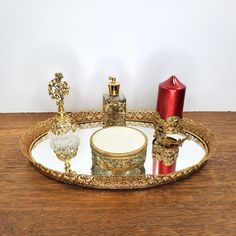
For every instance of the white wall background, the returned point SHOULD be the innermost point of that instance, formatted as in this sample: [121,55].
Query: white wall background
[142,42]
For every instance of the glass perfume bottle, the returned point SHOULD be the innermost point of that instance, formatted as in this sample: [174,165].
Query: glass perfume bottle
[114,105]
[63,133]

+++++

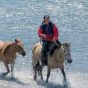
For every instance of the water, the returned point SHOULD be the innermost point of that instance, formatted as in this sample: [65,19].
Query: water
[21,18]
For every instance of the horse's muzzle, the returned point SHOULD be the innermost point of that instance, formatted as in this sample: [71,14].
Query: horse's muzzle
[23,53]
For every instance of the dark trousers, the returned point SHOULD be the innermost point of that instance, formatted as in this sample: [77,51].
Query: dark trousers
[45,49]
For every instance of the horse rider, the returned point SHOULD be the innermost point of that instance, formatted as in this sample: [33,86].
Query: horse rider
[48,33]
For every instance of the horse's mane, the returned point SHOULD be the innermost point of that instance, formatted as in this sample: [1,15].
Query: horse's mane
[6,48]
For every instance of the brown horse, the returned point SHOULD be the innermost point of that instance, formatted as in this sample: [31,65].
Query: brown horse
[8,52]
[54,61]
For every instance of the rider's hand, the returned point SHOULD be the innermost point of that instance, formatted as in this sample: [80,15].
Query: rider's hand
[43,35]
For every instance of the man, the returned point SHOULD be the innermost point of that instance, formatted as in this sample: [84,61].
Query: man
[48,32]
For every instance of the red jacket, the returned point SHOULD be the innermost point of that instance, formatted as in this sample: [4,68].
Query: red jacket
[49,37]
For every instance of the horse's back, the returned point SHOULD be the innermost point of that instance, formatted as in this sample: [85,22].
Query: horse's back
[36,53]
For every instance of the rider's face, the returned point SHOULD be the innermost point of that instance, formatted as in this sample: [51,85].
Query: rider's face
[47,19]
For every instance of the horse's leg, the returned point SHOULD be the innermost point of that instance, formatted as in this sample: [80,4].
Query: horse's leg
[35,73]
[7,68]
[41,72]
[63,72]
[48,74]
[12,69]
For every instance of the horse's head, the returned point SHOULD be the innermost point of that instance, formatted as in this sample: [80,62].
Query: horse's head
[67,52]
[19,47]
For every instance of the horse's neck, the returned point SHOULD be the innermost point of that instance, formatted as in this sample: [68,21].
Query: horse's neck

+++++

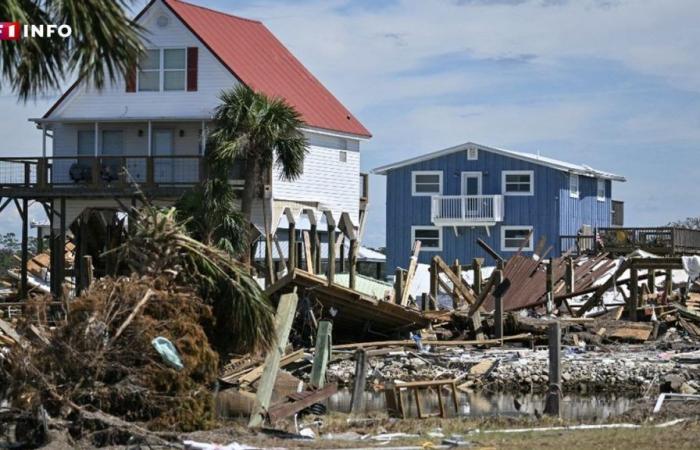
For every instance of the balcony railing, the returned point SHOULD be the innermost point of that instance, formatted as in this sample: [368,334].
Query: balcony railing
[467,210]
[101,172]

+++++

> _TASK DESCRIPTION_:
Rewrite the stretch from the line containing "For every instance of the horse's neck, the" through the line containing "Query: horse's neck", putting "withers" wherever "neck" appears and leaving everything else the same.

> _TASK RESULT_:
For every instance of the horse's withers, the returned point SHOULD be the innermost point of that instance, formatted as in this sample: [68,21].
Query: horse's withers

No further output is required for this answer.